> **Material supplied**:
-- Begin --

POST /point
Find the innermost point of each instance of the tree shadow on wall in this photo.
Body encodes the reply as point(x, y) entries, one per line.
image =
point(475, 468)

-- End --
-- Begin --

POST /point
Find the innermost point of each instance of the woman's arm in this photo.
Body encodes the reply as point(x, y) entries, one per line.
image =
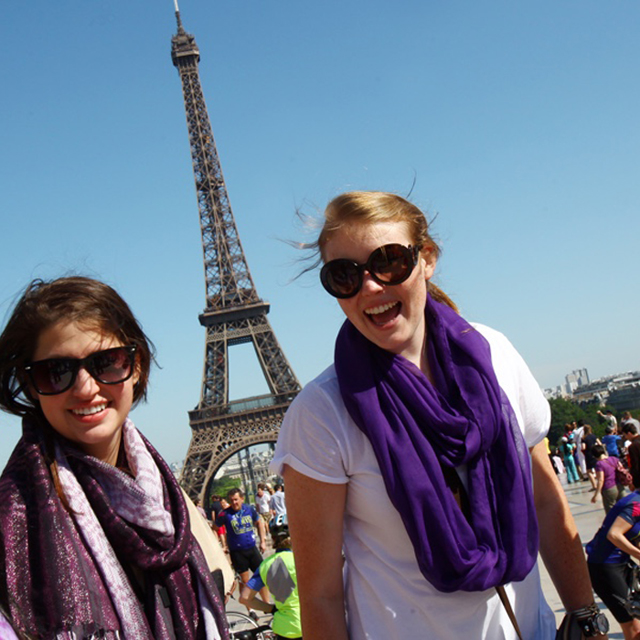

-- End --

> **Request**: Identify every line in the records that contains the string "instance", and copy each of those lines in full. Case counts.

> **Written solution**:
Find the innermost point of each instance of the tree shadow on wall in this photo.
Find the innermost point of each instance of the woman's arm in this photo.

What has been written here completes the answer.